[Text shown — start]

She put the phone down firmly. "What is that child playing at?!"
After working around the clock for three days straight at the peak of the crisis, a colleague dragged Duan Jie into a room to rest. At that moment, she thought about her son who had wanted to talk to her two days before. She picked up the phone and called home. When her sleeping son was awakened by his mother's voice, he was suddenly unable to speak. Instead, he wept bitterly. Motherly love swelled in her chest. Earlier, her words had cut across the headquarters like bullets. For what seemed like forever, she found herself unable to say a single word, echoing her son in her flood of tears. At that moment, her superiors called. An emergency. She had to return to work immediately.
A female patient had just tested positive for SARS, and doctors immediately decided to take her eight-month-old son in for testing too. The child was showing clear signs of SARS. It was suggested the mother be transferred to a designated SARS hospital. HQ staff members were agonizing over whether or not to transfer the eight-month-old to the same SARS hospital. They called Duan Jie in to decide.
"Send a child that small to a SARS hospital? We can't!" she snapped. "We need to rethink this. That should be an absolute last resort!"
"Then what are we supposed to do?" asked her colleagues. Duan Jie thought fast.
"I'll send an ambulance to take the baby to a pediatric hospital. A specialist will head there to assess him. If there's a possibility he hasn't contracted SARS, we can leave him there under observation. If it's clearly SARS, take the child to the designated hospital immediately. Get going at once!"
In the following few hours, Duan Jie rushed around constantly, taking it upon herself to ensure the situation was dealt with. Thanks to the hard work of a team of experts, the child made a full recovery.
After dealing with this young patient, Duan Jie could not help but think of her own son. Her eyes welled with tears.

[Text shown — finish]

» **Problem set**:
- 1) Reproduce the passage about Duan Jie word for word, from "In the following" to "a full recovery.", inclusive.
- 2) In the passage about Duan Jie, where does she decide to send the baby by ambulance?
The lines after this have nothing to do with the passage about Duan Jie.

[Data section — start]

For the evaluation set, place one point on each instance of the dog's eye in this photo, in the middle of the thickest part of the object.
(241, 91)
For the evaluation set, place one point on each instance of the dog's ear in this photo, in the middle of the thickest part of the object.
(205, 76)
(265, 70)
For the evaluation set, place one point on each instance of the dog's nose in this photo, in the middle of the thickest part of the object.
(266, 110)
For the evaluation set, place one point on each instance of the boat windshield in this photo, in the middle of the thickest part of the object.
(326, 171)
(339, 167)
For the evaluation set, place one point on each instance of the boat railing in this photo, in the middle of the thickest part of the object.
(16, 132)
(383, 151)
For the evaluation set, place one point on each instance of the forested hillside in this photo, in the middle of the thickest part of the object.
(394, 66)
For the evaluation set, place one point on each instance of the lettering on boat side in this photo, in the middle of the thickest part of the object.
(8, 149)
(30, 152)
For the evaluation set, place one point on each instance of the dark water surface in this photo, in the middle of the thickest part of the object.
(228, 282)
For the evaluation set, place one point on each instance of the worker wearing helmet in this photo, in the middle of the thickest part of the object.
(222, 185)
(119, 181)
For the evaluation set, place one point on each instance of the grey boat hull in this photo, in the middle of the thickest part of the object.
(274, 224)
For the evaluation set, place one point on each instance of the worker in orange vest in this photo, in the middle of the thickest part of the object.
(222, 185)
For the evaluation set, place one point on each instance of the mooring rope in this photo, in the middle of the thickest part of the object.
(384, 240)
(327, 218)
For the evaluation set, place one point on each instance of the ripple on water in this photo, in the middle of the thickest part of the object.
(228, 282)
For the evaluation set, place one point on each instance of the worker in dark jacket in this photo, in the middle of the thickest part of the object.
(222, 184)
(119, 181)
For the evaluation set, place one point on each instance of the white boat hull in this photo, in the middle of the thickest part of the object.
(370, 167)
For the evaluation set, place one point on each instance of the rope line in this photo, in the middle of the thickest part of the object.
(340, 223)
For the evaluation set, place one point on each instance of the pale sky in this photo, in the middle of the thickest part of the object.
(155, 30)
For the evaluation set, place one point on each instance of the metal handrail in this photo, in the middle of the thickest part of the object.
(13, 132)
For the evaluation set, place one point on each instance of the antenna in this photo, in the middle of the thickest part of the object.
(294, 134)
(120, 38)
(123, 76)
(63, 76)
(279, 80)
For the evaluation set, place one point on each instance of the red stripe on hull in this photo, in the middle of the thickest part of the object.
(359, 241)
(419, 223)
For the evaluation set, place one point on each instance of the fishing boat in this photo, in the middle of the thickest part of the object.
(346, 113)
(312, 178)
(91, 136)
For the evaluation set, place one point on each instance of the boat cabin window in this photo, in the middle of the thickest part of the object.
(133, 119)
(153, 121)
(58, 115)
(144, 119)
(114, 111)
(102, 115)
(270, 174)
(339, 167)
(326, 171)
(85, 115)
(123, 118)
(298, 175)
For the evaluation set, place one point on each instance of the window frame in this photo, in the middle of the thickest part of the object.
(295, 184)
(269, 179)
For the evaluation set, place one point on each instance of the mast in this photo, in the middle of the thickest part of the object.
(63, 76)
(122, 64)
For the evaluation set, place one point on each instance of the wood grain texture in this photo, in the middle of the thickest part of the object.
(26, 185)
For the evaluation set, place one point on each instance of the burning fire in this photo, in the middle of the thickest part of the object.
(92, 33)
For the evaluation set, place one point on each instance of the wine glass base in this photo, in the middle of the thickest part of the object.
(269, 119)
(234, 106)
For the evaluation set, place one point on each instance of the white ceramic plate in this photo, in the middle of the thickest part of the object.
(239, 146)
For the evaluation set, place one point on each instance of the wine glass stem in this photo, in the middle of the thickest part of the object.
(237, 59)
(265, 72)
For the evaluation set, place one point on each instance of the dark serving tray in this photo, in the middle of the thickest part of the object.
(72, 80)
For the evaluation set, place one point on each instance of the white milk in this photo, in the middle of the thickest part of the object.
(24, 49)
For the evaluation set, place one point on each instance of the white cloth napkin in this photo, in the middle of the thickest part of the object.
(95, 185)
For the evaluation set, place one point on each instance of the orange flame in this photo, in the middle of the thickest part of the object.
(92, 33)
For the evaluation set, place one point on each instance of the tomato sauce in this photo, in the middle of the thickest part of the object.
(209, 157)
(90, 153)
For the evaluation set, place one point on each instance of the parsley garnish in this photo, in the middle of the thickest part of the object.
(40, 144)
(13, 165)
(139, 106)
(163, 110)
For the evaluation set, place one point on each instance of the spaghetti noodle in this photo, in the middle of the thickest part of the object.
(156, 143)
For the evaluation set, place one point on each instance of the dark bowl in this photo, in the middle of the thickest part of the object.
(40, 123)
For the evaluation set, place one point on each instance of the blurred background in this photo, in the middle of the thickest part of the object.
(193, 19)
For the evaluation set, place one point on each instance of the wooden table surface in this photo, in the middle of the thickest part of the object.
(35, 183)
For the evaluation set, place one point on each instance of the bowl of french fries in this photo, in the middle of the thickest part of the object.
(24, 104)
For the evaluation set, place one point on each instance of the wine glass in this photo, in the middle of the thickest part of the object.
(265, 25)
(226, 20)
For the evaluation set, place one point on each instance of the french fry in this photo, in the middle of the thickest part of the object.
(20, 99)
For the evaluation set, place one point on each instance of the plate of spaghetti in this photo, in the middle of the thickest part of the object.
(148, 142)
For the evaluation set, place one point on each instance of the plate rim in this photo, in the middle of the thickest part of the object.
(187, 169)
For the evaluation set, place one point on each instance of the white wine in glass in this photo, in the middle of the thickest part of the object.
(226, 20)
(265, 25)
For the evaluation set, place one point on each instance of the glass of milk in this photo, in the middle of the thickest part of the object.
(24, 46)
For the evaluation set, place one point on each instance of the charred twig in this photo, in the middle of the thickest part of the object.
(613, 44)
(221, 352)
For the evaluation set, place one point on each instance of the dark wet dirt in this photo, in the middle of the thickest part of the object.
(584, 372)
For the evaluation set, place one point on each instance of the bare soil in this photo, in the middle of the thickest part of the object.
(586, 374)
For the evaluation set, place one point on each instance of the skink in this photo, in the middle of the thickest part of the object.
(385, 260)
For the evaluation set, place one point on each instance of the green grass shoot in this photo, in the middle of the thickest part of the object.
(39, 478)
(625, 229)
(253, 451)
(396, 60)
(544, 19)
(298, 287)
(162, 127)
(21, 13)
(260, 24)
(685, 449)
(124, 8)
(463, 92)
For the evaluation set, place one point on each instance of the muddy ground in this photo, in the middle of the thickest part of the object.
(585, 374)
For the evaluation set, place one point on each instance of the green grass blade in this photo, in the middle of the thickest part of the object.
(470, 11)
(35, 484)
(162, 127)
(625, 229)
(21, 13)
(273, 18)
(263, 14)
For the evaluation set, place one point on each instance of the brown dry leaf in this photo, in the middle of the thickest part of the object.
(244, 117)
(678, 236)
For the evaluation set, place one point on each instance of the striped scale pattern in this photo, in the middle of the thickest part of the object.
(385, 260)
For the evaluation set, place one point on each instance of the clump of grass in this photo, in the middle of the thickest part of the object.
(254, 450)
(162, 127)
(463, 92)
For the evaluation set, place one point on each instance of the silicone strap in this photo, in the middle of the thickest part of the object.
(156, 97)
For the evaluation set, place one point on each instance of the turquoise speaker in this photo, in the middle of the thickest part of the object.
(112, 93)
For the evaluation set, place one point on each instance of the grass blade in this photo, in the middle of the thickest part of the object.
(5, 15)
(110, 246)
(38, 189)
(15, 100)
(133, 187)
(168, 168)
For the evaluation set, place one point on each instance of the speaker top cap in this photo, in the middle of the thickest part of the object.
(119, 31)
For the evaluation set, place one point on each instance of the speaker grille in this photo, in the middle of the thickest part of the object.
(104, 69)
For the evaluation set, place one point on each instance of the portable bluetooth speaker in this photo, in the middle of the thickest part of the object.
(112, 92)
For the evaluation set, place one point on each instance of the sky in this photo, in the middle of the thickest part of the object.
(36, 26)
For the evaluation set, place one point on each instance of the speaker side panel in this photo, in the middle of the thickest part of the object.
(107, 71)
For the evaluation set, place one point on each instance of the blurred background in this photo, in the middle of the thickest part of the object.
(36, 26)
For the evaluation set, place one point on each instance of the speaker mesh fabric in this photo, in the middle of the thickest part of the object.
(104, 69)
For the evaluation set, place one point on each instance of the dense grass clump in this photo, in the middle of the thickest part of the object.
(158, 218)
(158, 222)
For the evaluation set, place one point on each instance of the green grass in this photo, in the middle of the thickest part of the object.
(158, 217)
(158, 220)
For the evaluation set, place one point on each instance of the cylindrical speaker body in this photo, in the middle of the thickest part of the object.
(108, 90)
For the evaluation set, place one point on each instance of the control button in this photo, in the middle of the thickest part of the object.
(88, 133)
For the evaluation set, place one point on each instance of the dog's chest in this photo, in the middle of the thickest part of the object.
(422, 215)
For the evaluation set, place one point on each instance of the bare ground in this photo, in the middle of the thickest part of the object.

[Data section — finish]

» **Solutions to each task**:
- 1)
In the following few hours, Duan Jie rushed around constantly, taking it upon herself to ensure the situation was dealt with. Thanks to the hard work of a team of experts, the child made a full recovery.

- 2) To a pediatric hospital.